** START OF Exercise data **

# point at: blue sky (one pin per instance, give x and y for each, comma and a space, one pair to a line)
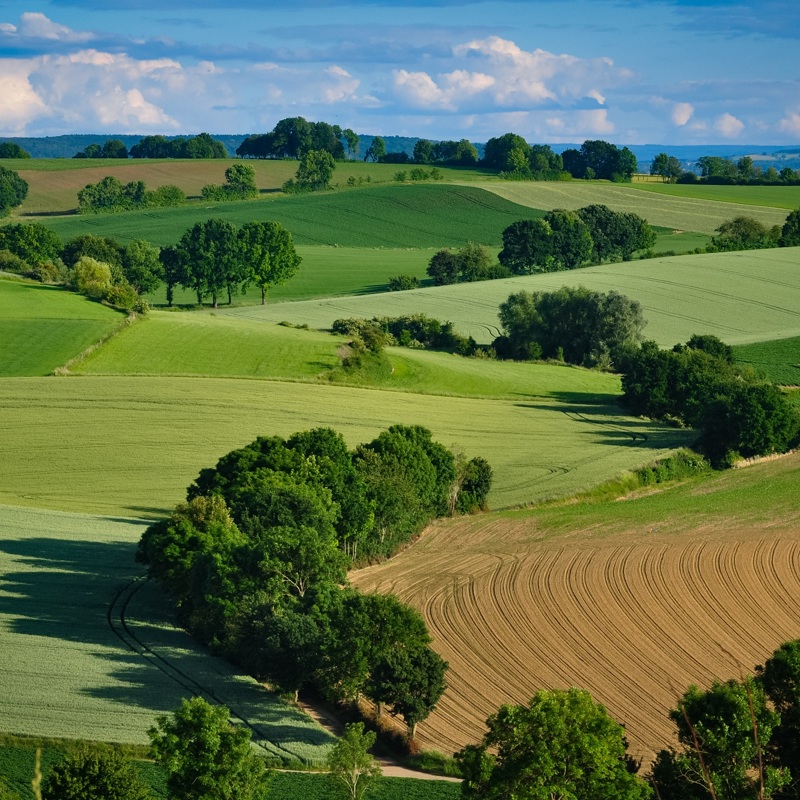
629, 71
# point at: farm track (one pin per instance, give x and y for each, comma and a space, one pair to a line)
635, 618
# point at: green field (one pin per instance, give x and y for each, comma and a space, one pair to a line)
70, 588
130, 446
778, 360
42, 327
740, 297
688, 213
419, 216
775, 196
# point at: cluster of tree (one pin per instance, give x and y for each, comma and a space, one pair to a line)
12, 150
201, 146
469, 264
96, 266
293, 137
411, 330
737, 413
110, 195
112, 148
13, 190
575, 325
240, 184
739, 739
216, 256
569, 239
597, 159
313, 174
515, 159
746, 233
255, 561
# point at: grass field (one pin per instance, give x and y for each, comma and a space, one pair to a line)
42, 327
130, 446
778, 360
678, 212
87, 652
787, 197
740, 297
632, 600
420, 216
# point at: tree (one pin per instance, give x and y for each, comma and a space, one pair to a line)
94, 776
314, 173
205, 757
376, 150
269, 252
12, 150
667, 167
721, 734
142, 267
561, 745
350, 764
790, 233
13, 190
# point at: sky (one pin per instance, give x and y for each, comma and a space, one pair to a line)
627, 71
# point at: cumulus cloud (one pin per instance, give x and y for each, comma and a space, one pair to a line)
728, 125
509, 78
682, 113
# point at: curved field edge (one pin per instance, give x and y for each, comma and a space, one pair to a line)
740, 297
120, 445
678, 212
85, 656
632, 600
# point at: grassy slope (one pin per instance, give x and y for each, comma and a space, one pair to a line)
778, 360
740, 297
425, 215
42, 327
119, 445
96, 687
775, 196
690, 213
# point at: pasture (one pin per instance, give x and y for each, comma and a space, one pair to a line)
633, 600
741, 297
42, 327
130, 446
103, 662
680, 212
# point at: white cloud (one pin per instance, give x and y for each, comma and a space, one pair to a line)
682, 113
510, 78
728, 125
790, 124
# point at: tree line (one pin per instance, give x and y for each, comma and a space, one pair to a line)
256, 561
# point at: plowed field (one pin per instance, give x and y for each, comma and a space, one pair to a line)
633, 608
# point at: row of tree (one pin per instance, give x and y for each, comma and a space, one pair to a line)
255, 561
737, 740
736, 412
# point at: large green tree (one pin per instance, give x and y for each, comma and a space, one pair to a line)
94, 776
561, 745
269, 253
205, 757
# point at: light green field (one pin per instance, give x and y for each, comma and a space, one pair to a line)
677, 212
175, 343
778, 360
42, 327
70, 668
775, 196
130, 446
397, 216
741, 297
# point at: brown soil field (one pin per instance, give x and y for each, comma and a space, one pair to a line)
634, 609
56, 191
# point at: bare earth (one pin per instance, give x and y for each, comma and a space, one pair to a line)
633, 616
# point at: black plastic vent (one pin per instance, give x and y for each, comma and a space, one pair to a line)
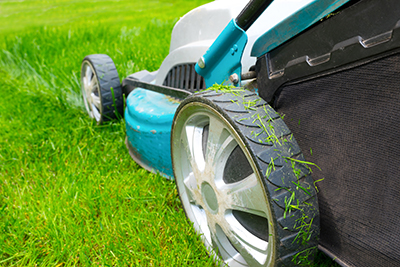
185, 77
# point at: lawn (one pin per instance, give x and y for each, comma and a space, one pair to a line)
69, 192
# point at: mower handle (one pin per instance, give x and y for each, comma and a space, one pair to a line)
251, 12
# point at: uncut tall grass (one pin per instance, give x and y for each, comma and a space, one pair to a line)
70, 195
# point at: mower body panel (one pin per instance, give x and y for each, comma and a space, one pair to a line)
148, 128
148, 118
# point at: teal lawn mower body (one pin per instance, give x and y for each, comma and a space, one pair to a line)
288, 81
149, 115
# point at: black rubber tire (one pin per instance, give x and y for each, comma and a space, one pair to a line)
111, 102
282, 182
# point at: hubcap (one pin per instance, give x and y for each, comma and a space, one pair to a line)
91, 91
220, 187
210, 199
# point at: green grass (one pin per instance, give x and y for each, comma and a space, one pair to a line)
69, 192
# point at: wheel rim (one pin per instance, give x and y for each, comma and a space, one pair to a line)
229, 210
91, 91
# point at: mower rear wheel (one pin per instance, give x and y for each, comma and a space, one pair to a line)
101, 88
242, 180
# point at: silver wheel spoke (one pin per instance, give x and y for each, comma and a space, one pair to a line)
89, 74
221, 193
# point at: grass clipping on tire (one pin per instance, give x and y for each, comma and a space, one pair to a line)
303, 224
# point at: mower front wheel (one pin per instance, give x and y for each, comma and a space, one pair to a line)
242, 180
101, 88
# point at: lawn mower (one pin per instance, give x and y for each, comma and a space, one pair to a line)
288, 98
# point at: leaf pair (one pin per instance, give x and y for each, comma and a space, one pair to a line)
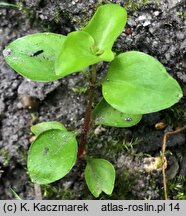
53, 154
48, 56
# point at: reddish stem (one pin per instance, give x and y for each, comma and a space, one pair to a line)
85, 127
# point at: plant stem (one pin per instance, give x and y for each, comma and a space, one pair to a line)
85, 127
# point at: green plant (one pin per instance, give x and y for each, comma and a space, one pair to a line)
135, 84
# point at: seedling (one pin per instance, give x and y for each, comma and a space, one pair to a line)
135, 84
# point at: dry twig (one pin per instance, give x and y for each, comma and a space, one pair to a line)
164, 157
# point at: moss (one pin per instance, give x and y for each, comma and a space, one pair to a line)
5, 156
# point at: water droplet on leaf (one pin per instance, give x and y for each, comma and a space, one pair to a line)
7, 52
128, 119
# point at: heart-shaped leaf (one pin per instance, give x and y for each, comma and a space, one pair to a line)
51, 156
33, 56
78, 52
44, 126
106, 25
104, 114
137, 83
99, 176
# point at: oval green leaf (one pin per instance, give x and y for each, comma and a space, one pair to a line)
106, 25
44, 126
33, 56
78, 52
137, 83
104, 114
99, 176
51, 156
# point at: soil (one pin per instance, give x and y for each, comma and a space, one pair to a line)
158, 29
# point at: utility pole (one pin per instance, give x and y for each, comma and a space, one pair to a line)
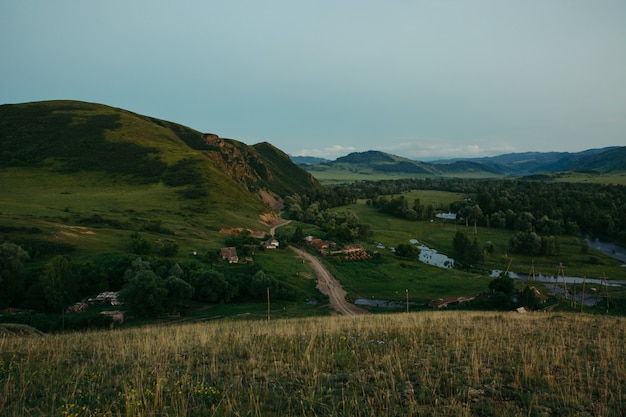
268, 303
407, 300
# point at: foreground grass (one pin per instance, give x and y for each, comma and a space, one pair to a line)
429, 363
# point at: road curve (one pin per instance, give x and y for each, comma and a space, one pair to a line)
328, 285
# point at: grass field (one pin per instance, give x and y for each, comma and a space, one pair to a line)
97, 214
429, 363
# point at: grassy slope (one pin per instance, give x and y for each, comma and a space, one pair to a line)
74, 160
429, 363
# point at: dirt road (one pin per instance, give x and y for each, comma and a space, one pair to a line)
328, 285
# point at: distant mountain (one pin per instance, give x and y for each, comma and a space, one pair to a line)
533, 162
76, 138
517, 164
69, 136
307, 160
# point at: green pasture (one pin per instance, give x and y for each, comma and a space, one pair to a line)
389, 276
98, 214
337, 175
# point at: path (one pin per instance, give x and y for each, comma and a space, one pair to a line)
328, 285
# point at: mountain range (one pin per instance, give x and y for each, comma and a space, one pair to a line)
604, 160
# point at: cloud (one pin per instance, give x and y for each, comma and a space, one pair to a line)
428, 149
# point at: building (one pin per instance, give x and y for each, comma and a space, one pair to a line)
229, 254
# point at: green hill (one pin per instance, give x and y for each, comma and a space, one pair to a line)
85, 175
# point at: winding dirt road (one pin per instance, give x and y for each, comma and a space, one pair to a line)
328, 285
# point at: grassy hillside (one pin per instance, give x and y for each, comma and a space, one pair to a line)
435, 364
88, 175
375, 165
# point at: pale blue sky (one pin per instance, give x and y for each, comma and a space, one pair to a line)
421, 79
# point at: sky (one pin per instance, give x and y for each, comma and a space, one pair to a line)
423, 79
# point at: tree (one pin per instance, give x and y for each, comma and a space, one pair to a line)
211, 286
12, 272
503, 284
406, 250
145, 293
178, 290
298, 235
59, 283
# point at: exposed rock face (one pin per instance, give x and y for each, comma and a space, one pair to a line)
238, 162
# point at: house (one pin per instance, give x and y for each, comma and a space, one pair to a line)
107, 297
229, 254
445, 302
116, 315
271, 244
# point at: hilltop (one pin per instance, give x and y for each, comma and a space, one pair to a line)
68, 167
381, 165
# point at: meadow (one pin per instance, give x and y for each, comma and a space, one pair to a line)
388, 276
428, 363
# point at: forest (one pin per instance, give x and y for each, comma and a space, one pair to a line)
154, 281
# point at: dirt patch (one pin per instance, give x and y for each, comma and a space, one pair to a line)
270, 218
234, 231
271, 199
14, 329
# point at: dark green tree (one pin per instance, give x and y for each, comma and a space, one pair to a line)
12, 273
145, 294
59, 282
211, 286
406, 250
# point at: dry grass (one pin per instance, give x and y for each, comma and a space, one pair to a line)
433, 363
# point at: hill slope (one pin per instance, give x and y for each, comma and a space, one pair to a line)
66, 164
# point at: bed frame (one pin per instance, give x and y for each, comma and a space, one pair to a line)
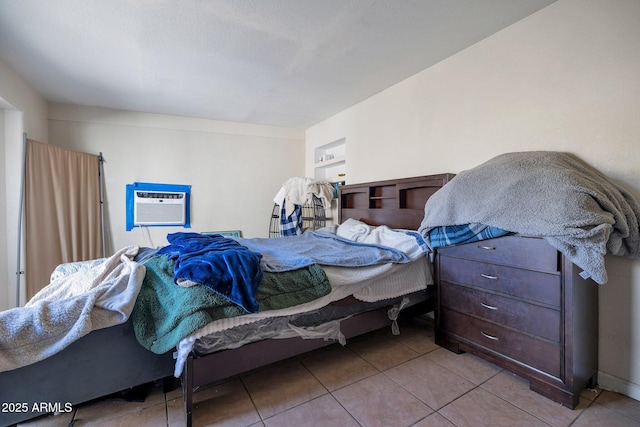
396, 203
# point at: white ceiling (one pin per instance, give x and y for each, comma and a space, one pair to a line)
288, 63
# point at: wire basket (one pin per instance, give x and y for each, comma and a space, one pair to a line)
313, 217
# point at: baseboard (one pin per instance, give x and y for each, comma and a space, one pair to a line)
610, 382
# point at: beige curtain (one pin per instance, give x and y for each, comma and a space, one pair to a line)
62, 211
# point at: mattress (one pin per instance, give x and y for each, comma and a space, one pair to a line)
377, 286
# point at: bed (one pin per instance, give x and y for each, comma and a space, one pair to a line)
90, 368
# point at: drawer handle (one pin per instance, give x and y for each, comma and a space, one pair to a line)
491, 337
487, 306
488, 248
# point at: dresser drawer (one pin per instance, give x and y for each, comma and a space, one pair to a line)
537, 353
529, 318
536, 254
530, 285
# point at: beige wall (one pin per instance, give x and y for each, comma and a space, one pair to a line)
234, 169
566, 78
22, 110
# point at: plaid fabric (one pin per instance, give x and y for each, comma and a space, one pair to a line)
291, 225
458, 234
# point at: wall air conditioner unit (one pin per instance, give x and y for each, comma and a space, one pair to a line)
159, 208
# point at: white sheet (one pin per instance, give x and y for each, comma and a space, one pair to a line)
69, 308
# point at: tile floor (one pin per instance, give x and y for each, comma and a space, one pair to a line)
376, 380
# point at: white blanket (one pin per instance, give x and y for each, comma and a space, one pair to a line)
70, 307
300, 191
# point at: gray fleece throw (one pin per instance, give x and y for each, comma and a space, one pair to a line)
547, 194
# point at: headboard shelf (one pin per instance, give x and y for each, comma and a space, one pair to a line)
398, 203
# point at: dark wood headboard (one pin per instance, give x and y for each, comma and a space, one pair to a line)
397, 203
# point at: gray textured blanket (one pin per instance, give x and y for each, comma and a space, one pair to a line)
548, 194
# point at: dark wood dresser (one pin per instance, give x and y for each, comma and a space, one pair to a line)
519, 303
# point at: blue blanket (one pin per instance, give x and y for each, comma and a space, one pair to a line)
219, 263
314, 247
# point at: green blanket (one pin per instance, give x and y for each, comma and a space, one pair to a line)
165, 313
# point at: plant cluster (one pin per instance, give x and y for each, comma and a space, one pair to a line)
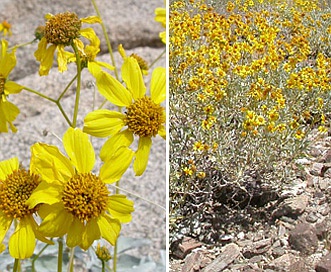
249, 82
59, 195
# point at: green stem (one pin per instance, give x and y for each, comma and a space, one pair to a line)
79, 73
71, 261
63, 113
60, 255
16, 265
159, 57
67, 88
36, 257
57, 102
117, 191
107, 38
115, 257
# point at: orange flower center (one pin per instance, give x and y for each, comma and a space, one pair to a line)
144, 118
62, 28
85, 196
141, 62
15, 191
2, 85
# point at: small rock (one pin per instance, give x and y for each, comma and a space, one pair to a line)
327, 173
180, 249
327, 156
316, 169
323, 228
304, 238
281, 231
315, 152
256, 259
192, 262
311, 217
278, 251
324, 265
282, 263
292, 207
257, 248
324, 209
228, 255
298, 266
324, 183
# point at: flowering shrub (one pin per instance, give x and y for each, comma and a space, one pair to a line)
249, 82
59, 197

** END OF Exercise data **

Requirements:
Can you render everything from the line containing "# point at: flowering" down to the end of the records as a Markdown table with the columns Row and Line, leaving out any blank lines?

Complete answer:
| Row | Line |
|---|---|
| 1 | # point at: flowering shrub (one pin per instance, give x and y for each, comma and a space, one pair to a line) |
| 2 | 249, 82 |
| 3 | 59, 197 |